===== EXTRACTED ENTRIES =====

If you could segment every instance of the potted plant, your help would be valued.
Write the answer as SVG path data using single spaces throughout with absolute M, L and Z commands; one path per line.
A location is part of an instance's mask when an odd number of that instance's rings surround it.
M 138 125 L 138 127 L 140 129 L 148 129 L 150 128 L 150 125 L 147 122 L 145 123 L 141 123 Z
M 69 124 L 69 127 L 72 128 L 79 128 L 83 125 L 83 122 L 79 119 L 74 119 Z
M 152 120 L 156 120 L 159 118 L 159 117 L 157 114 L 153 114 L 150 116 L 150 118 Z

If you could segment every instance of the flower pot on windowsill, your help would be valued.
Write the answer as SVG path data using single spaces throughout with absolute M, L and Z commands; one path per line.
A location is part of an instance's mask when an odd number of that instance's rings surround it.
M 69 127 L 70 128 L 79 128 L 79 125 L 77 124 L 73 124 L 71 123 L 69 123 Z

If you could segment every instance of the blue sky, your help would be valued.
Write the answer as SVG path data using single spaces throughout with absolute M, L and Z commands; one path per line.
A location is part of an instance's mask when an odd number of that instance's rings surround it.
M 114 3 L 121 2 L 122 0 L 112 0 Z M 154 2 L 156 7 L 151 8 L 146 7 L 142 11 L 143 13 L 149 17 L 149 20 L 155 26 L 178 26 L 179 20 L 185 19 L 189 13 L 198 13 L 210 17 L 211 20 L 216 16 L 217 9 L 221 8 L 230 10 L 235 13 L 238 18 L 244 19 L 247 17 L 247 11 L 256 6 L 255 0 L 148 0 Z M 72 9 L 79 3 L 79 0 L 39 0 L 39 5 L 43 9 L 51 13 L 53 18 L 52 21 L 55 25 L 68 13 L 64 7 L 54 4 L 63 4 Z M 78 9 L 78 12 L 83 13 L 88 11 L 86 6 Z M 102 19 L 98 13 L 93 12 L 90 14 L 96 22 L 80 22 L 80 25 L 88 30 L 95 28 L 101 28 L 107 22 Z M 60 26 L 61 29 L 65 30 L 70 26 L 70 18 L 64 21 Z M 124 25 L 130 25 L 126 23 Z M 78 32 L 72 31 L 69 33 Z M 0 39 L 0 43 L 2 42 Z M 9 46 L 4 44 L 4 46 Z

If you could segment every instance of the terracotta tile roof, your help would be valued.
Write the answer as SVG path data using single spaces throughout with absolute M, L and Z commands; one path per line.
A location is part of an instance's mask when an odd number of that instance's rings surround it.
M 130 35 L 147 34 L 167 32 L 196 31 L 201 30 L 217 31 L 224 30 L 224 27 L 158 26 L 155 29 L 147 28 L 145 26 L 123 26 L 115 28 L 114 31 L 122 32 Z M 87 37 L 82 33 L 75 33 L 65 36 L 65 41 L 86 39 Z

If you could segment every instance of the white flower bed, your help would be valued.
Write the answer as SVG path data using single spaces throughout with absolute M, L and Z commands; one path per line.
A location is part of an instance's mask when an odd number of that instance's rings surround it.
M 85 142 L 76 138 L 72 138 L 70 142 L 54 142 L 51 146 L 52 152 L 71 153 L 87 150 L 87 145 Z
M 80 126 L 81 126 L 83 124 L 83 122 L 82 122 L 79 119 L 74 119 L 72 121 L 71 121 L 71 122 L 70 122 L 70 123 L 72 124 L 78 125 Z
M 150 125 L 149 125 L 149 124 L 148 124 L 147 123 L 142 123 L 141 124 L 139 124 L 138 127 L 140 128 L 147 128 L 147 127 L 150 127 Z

=====

*WHAT IS EXPECTED*
Rewrite the listing above with "your help would be valued" changed to "your help would be appreciated" wherever it occurs, leaving everything else unchanged.

*THE RESULT*
If you could segment every instance of the potted plant, your help would be appreciated.
Write the answer as SVG path data using single spaces throughout with absolute M, L and Z commands; one path per line.
A location is part of an instance's mask when an odd number of that instance's rings surround it.
M 138 125 L 138 127 L 140 129 L 148 129 L 150 128 L 150 125 L 147 122 L 145 123 L 141 123 Z
M 69 124 L 69 127 L 72 128 L 79 128 L 83 125 L 83 122 L 79 119 L 74 119 Z
M 152 120 L 156 120 L 159 118 L 159 117 L 157 114 L 153 114 L 150 116 L 150 118 Z

If you could segment every instance of the flower pot on windowsill, your help would be appreciated.
Write the answer as SVG path data using single spaces throughout with absolute M, L and Z commands; one path per line.
A location is part of an instance's mask when an odd number of that instance's rings surround it.
M 69 127 L 70 128 L 79 128 L 79 125 L 77 124 L 73 124 L 71 123 L 69 123 Z

If you could segment every instance of the blue sky, your help would be appreciated.
Write the answer as SVG path data using single spaces throughout with absolute M, L and Z commands; one path per line.
A location is part of an instance's mask when an odd number of that instance's rings surround it.
M 114 3 L 121 2 L 122 0 L 112 0 Z M 154 2 L 156 7 L 151 8 L 146 7 L 142 11 L 143 13 L 149 17 L 149 20 L 155 26 L 178 26 L 179 20 L 185 19 L 189 13 L 198 13 L 210 17 L 211 20 L 216 16 L 217 9 L 221 8 L 230 10 L 235 13 L 238 18 L 244 19 L 247 17 L 247 11 L 256 6 L 255 0 L 148 0 Z M 72 9 L 79 3 L 79 0 L 39 0 L 39 5 L 43 9 L 51 13 L 53 18 L 52 21 L 55 25 L 68 13 L 64 7 L 54 4 L 63 4 Z M 78 9 L 78 12 L 83 13 L 88 11 L 86 6 Z M 102 19 L 98 13 L 93 12 L 90 14 L 96 22 L 80 22 L 80 25 L 88 30 L 95 28 L 101 28 L 107 22 Z M 60 26 L 61 29 L 65 30 L 70 26 L 70 18 L 64 21 Z M 124 25 L 130 25 L 126 23 Z M 78 32 L 72 31 L 69 33 Z M 0 39 L 0 43 L 2 42 Z M 9 46 L 4 44 L 4 46 Z

If you could segment every instance of the terracotta tile roof, your help would be appreciated.
Write the answer as SVG path data using single spaces throughout with absolute M, L and Z commands; one path per line.
A location is part of an instance's mask when an odd number of that instance's rings surround it.
M 130 35 L 147 34 L 167 32 L 196 31 L 201 30 L 217 31 L 224 30 L 224 27 L 158 26 L 155 29 L 147 28 L 145 26 L 123 26 L 115 28 L 114 31 L 122 32 Z M 87 37 L 82 33 L 75 33 L 65 36 L 65 41 L 86 39 Z

If you could segment every instance of the white flower bed, your help would be appreciated.
Write the answer as SVG path data using single spaces throughout with absolute M, L and Z commands; one path per line.
A location is part of an instance's mask when an odd number of that instance's rings surround it.
M 85 142 L 76 138 L 72 138 L 70 142 L 54 142 L 51 146 L 52 152 L 71 153 L 87 150 L 87 145 Z
M 80 126 L 81 126 L 83 124 L 83 122 L 82 122 L 79 119 L 74 119 L 72 121 L 71 121 L 71 122 L 70 122 L 70 123 L 72 124 L 78 125 Z
M 150 125 L 149 125 L 149 124 L 148 124 L 147 123 L 142 123 L 141 124 L 139 124 L 138 127 L 140 128 L 147 128 L 147 127 L 150 127 Z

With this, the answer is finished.